Material for this exercise

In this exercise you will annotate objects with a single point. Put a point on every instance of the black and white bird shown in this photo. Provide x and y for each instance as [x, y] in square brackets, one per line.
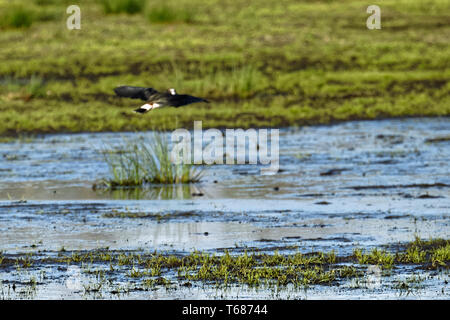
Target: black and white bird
[155, 99]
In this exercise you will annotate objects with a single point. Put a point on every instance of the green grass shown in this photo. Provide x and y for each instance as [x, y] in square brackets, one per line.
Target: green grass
[123, 6]
[267, 64]
[251, 268]
[163, 13]
[16, 17]
[146, 162]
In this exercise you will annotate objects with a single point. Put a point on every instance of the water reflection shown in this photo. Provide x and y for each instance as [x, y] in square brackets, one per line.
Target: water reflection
[160, 192]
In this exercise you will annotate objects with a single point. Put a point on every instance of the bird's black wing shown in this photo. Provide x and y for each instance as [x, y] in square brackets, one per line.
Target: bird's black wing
[135, 92]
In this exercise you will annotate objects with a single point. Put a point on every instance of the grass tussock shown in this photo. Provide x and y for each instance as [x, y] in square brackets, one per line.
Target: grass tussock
[146, 162]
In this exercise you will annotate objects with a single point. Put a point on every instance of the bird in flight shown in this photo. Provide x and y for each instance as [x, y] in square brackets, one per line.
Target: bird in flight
[155, 99]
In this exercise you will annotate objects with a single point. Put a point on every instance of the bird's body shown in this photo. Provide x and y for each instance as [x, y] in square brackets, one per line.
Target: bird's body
[155, 99]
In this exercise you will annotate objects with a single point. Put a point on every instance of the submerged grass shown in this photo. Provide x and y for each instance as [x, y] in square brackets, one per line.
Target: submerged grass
[249, 268]
[147, 162]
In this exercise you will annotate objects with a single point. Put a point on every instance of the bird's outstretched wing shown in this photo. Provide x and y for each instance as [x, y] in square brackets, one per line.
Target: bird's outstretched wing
[135, 92]
[184, 99]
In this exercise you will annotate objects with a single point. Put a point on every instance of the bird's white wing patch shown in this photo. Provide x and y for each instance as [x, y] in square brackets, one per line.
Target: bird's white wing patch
[146, 106]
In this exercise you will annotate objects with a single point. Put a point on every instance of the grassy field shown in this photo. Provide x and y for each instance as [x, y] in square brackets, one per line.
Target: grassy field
[261, 63]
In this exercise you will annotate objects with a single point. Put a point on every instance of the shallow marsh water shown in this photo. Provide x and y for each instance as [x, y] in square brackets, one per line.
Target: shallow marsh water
[356, 184]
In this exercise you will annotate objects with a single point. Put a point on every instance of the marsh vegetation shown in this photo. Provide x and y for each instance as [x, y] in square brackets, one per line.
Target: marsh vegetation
[271, 63]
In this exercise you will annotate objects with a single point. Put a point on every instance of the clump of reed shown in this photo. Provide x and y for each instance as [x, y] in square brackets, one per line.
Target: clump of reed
[146, 162]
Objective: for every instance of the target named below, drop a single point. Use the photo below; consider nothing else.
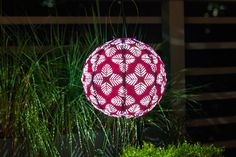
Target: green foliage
(180, 150)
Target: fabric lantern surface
(124, 78)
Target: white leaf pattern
(93, 99)
(131, 79)
(123, 67)
(110, 109)
(129, 100)
(122, 46)
(154, 59)
(85, 70)
(141, 46)
(122, 91)
(98, 79)
(159, 79)
(94, 58)
(88, 78)
(149, 79)
(106, 70)
(153, 67)
(140, 88)
(106, 88)
(115, 79)
(117, 101)
(129, 41)
(145, 101)
(100, 60)
(140, 70)
(135, 51)
(93, 91)
(101, 100)
(146, 58)
(153, 91)
(129, 59)
(134, 108)
(110, 51)
(116, 41)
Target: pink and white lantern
(124, 78)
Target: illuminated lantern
(124, 78)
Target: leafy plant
(184, 149)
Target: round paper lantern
(124, 78)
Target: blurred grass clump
(183, 149)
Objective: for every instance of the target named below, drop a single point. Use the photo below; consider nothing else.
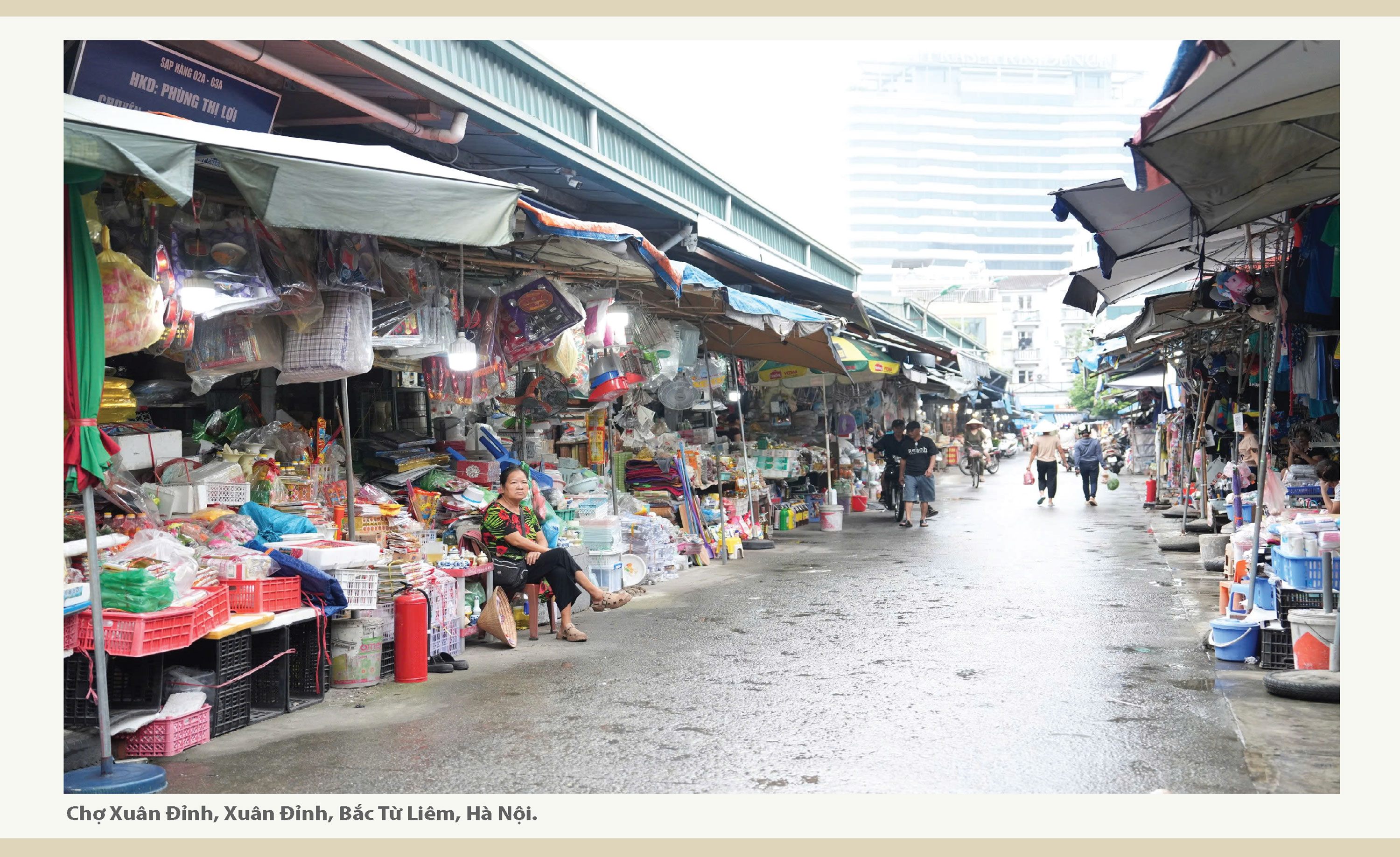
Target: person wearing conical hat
(1043, 454)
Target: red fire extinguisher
(411, 636)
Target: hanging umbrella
(87, 453)
(861, 362)
(864, 362)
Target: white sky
(769, 117)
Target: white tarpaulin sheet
(1253, 132)
(297, 182)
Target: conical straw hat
(490, 621)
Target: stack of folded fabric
(660, 475)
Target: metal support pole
(744, 443)
(345, 433)
(104, 722)
(826, 445)
(1263, 457)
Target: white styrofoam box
(178, 499)
(325, 554)
(138, 449)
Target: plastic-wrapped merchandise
(236, 529)
(132, 303)
(230, 345)
(349, 262)
(335, 348)
(226, 259)
(161, 555)
(238, 564)
(118, 405)
(290, 259)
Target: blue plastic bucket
(1234, 641)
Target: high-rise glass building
(952, 157)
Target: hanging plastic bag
(349, 262)
(338, 346)
(132, 303)
(230, 345)
(289, 257)
(226, 259)
(541, 311)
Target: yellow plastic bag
(132, 303)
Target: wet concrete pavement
(1006, 649)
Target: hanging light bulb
(461, 357)
(198, 294)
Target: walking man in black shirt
(892, 487)
(916, 471)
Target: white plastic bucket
(356, 648)
(831, 515)
(1314, 635)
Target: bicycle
(976, 461)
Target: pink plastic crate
(212, 613)
(170, 737)
(136, 635)
(268, 596)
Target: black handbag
(509, 573)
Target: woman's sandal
(616, 600)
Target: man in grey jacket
(1088, 459)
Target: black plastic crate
(230, 657)
(1297, 600)
(131, 684)
(1276, 649)
(308, 669)
(269, 684)
(387, 662)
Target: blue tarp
(317, 587)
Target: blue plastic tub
(1234, 641)
(1305, 572)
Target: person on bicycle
(891, 488)
(978, 438)
(916, 473)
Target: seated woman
(1329, 474)
(517, 547)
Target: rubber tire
(1305, 685)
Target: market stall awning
(751, 327)
(1153, 269)
(1246, 129)
(1126, 222)
(297, 182)
(609, 234)
(1153, 378)
(1167, 314)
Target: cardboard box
(138, 450)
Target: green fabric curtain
(84, 445)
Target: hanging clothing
(1305, 367)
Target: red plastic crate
(170, 737)
(212, 613)
(268, 596)
(136, 635)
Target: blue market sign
(145, 76)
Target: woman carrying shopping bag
(1043, 454)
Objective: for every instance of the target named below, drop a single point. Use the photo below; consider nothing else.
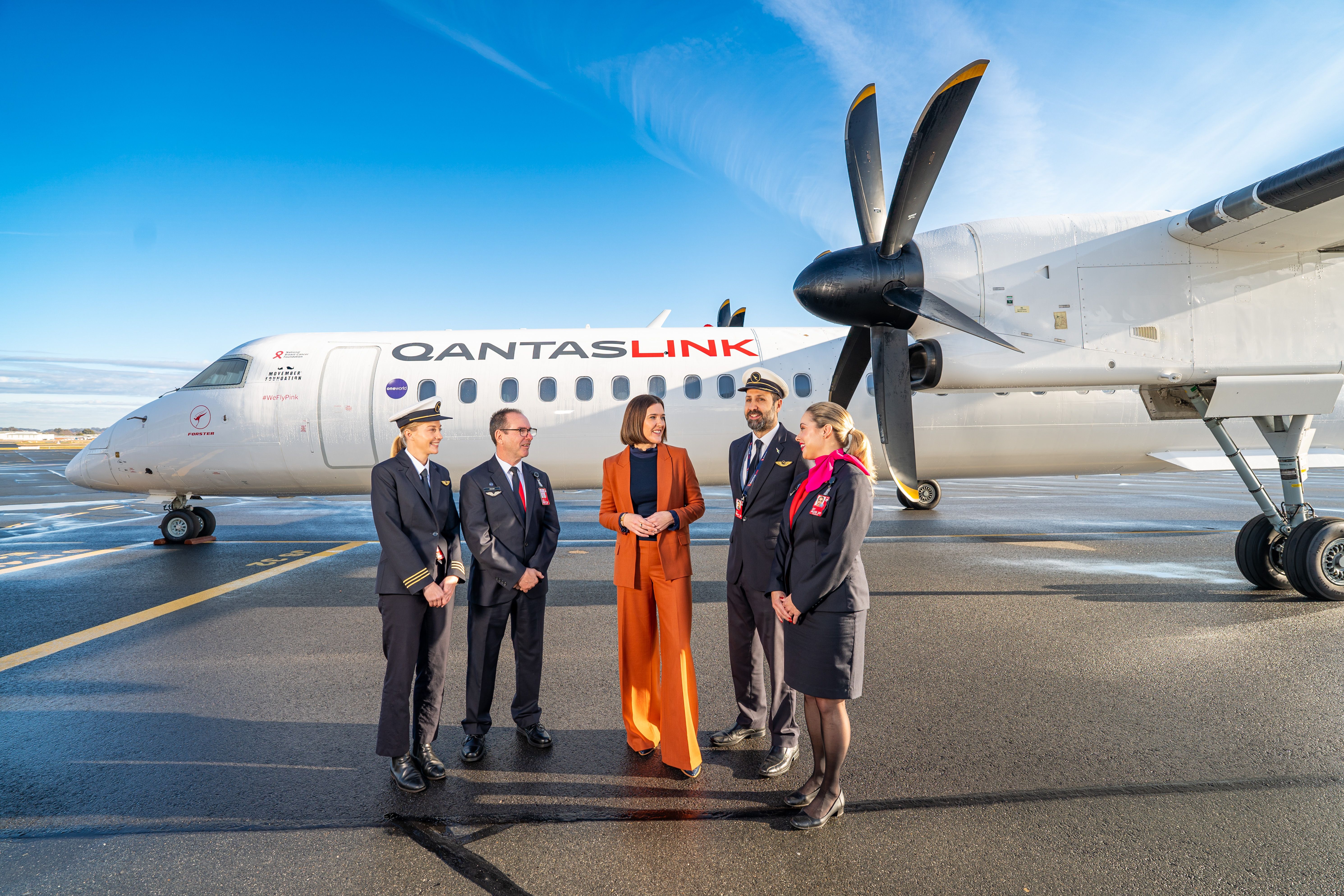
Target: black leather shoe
(803, 821)
(779, 762)
(537, 735)
(799, 800)
(736, 735)
(474, 747)
(406, 776)
(429, 763)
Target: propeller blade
(925, 304)
(854, 361)
(928, 150)
(896, 416)
(863, 154)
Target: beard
(763, 424)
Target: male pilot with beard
(764, 468)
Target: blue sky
(177, 179)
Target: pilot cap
(767, 382)
(423, 413)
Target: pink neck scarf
(822, 469)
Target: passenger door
(345, 406)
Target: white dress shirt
(746, 460)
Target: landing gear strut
(186, 522)
(1287, 546)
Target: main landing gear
(1287, 546)
(929, 496)
(186, 522)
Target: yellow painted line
(163, 609)
(73, 557)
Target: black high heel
(799, 800)
(803, 821)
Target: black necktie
(752, 464)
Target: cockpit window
(226, 371)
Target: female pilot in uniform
(417, 571)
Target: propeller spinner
(877, 289)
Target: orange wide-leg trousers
(654, 625)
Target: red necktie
(518, 483)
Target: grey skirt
(823, 655)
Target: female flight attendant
(820, 593)
(417, 571)
(651, 498)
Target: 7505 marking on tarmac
(271, 562)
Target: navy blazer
(816, 561)
(412, 525)
(503, 539)
(753, 538)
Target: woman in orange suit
(651, 498)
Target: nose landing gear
(929, 496)
(186, 525)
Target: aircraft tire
(208, 522)
(1260, 555)
(179, 526)
(929, 496)
(1316, 558)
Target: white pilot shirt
(420, 471)
(505, 467)
(746, 459)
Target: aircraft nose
(76, 469)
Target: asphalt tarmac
(1070, 690)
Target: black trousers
(416, 645)
(756, 636)
(526, 619)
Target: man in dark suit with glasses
(511, 527)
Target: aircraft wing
(1299, 210)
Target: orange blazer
(679, 492)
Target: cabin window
(226, 371)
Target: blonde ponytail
(851, 440)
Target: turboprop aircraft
(1078, 344)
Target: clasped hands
(648, 526)
(439, 596)
(784, 608)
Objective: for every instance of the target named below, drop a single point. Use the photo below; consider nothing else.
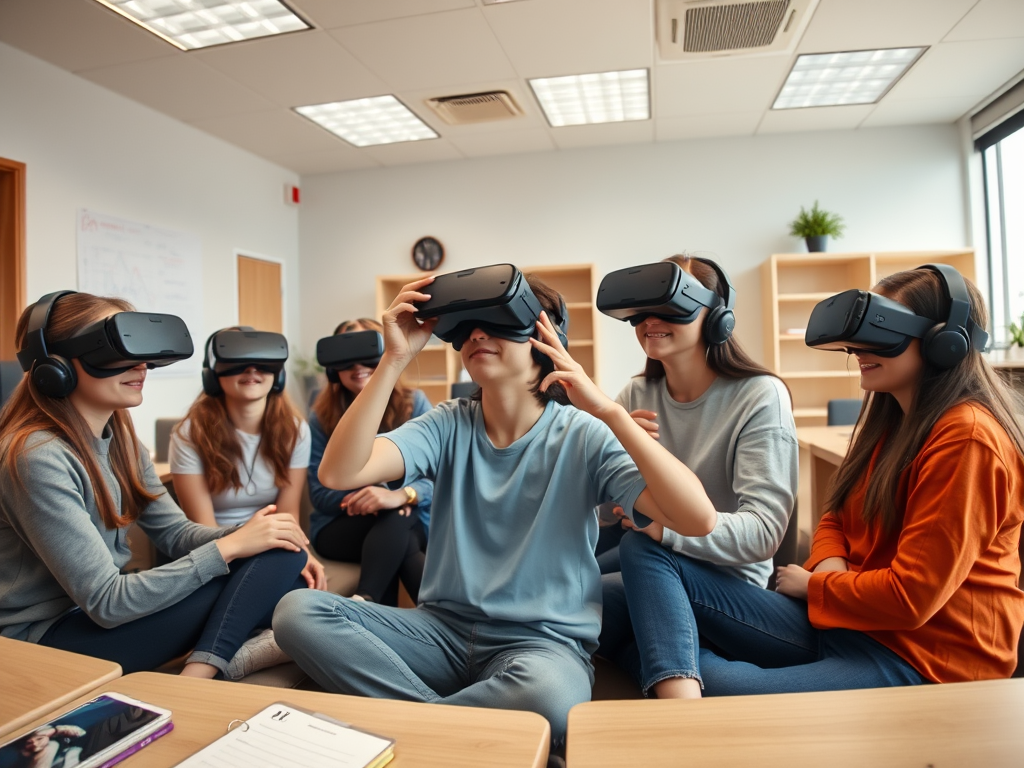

Directions
Tally the lines of the records that contain the string "tire" and give only that number.

Task solution
2